Comparisons between dancers and non-dancers (Mann-Whitney U-test) revealed that dancers generally defined less segment boundaries than non-dancers for all trials together (z = −2.853, p = 0.005), for each individual trial (trials 1–5: p < 0.01; trials 6–13: p < 0.05; trials 14–20: p < 0.01), and for all groups of trials (early trials: z = −3.269, p = 0.001; middle trials: z = −2.474, p = 0.013; late trials: z = −2.440, p = 0.015; music trials: z = −2.969, p < 0.003). Comparisons between groups of trials (Wilcoxon signed-rank test) in the non-dancers revealed differences between middle trials and music trials (z = −2.296, p = 0.022) and between late trials and music trials (z = −2.173, p = 0.030), with more segment boundaries occurring in the music trials than in the other groups. In the dancers, less segment boundaries were defined in the early trials than in the middle trials (z = −2.018, p = 0.044). In contrast to the non-dancers' results, less segment boundaries were defined in the music trials than in the late trials (z = −2.092, p = 0.036). Results for the four groups of trials are displayed in Figure 1, results for all individual trials are shown in Figure 3. The distribution of segment boundaries (calculated as average over all trials for 92 bins of 1 s) as defined by the experimental groups is illustrated in Figure 4.
Figure 1. Results of Experiment 1. Mean numbers of segment boundaries defined for the four groups of trials [1: trials 1–5 (early); 2: trials 6–10 (middle); 3: trials 10–15 (late); 4: trials 16–20 (music)]; blue columns: dancers, red columns: non-dancers; asterisks mark significant differences: *p < 0.05, **p < 0.01, ***p < 0.001.
After finishing the experimental procedure, each participant was asked two questions:
1. Which criteria or strategies did you use for segmenting the dance phrase?
2. Did the music in the last five trials affect your decisions?
The experimenter asked the participant verbally and wrote down the answers in key points (note that this informal procedure did not follow any established qualitative approach but only aimed at gaining additional information in an explorative way).
From the informal answers to Question 1, the most common criteria were extracted, and naming frequencies of these criteria were counted. The most common criteria and their frequencies of naming are displayed in Table 1. Remarks made by individual participants in response to Questions 1 and 2 are listed in Supplementary Table 1.
Table 1. Segmentation criteria named by the three groups of participants in the post-hoc interviews (numbers indicate absolute frequencies of naming in both experiments).
In Experiment 1, dancers and non-dancers segmented a dance phrase repeatedly presented in a video clip by key press. Segmentation grain (i.e., numbers of segment boundaries) was expected to be influenced by expertise (comparison between the two groups), by visual familiarity of the movement phrase (comparison between early, middle and late trials), and by music (comparing the last group of trials presented with music to the previous groups of trials).

--- --- ---

Problem 1
Write out the part of the dance segmentation excerpt beginning at the words "2. Did the music" and ending after "Supplementary Table 1.".
Problem 2
Name every figure and table that the dance segmentation excerpt refers to.
Problem 3
Turn the paragraph of the dance segmentation excerpt that starts "In Experiment 1, dancers and non-dancers" into a brief bulleted list that keeps its main facts.

--- --- ---

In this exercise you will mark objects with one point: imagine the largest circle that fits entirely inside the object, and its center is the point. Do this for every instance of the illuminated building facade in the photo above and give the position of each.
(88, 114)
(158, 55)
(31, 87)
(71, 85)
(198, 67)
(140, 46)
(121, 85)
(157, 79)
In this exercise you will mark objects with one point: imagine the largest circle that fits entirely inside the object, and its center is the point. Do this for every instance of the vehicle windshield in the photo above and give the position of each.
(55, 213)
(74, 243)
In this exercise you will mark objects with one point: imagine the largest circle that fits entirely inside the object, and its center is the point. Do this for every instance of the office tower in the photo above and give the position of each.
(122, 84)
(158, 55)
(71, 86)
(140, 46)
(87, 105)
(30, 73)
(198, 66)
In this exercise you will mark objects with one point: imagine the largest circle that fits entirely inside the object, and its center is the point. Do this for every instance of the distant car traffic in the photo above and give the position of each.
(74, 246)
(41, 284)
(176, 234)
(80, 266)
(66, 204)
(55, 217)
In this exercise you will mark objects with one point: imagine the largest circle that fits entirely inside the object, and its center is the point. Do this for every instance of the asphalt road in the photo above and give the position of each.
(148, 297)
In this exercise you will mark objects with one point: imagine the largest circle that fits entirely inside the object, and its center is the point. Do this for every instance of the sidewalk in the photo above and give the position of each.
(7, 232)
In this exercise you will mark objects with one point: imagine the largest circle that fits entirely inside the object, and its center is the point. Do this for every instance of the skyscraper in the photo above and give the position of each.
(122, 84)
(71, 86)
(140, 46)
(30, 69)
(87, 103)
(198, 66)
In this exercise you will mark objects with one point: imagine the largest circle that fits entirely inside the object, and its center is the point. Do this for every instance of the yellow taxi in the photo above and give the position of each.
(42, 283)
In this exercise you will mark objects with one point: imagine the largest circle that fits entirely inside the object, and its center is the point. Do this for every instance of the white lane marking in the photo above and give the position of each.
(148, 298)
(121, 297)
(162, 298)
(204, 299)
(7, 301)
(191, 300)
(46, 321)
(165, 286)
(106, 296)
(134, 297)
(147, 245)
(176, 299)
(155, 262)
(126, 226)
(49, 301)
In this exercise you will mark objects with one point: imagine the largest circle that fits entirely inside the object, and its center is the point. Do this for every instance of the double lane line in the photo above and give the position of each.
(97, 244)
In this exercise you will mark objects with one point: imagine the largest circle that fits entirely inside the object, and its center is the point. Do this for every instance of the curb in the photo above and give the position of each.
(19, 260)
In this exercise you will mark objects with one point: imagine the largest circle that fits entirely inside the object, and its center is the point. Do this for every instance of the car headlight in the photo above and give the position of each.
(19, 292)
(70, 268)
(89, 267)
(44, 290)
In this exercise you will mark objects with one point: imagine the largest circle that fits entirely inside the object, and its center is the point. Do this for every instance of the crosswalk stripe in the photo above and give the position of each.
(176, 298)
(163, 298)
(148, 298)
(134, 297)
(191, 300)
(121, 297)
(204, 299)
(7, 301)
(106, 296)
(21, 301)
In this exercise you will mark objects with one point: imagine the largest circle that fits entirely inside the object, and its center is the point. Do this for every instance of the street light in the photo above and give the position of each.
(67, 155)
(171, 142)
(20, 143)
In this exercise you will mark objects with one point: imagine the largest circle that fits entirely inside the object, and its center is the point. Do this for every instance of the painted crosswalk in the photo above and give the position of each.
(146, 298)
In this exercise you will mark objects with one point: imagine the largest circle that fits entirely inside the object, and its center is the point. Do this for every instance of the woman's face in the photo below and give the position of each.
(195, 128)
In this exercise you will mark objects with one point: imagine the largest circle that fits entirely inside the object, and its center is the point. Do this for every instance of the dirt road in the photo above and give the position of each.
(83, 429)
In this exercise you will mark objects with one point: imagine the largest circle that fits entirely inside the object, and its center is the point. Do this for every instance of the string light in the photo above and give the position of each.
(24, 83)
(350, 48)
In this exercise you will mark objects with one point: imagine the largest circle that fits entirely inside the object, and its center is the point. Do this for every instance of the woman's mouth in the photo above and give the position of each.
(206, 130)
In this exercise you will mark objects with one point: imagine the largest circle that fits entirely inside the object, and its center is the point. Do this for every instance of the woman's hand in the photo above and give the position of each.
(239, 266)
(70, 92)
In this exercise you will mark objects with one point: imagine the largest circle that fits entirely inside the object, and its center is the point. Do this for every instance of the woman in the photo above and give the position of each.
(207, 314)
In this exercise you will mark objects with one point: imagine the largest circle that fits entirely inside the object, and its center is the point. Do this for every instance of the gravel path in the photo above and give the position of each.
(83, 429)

--- --- ---

Task response 1
2. Did the music in the last five trials affect your decisions?
The experimenter asked the participant verbally and wrote down the answers in key points (note that this informal procedure did not follow any established qualitative approach but only aimed at gaining additional information in an explorative way).
From the informal answers to Question 1, the most common criteria were extracted, and naming frequencies of these criteria were counted. The most common criteria and their frequencies of naming are displayed in Table 1. Remarks made by individual participants in response to Questions 1 and 2 are listed in Supplementary Table 1.

Task response 2
- Figure 1
- Figure 3
- Figure 4
- Table 1
- Supplementary Table 1

Task response 3
- Procedure: dancers and non-dancers segmented a dance phrase, shown repeatedly in a video clip, by key press.
- Segmentation grain (the number of segment boundaries) was expected to be influenced by:
  - expertise (dancers compared with non-dancers)
  - visual familiarity of the movement phrase (early, middle and late trials compared)
  - music (the last group of trials, presented with music, compared with the earlier groups)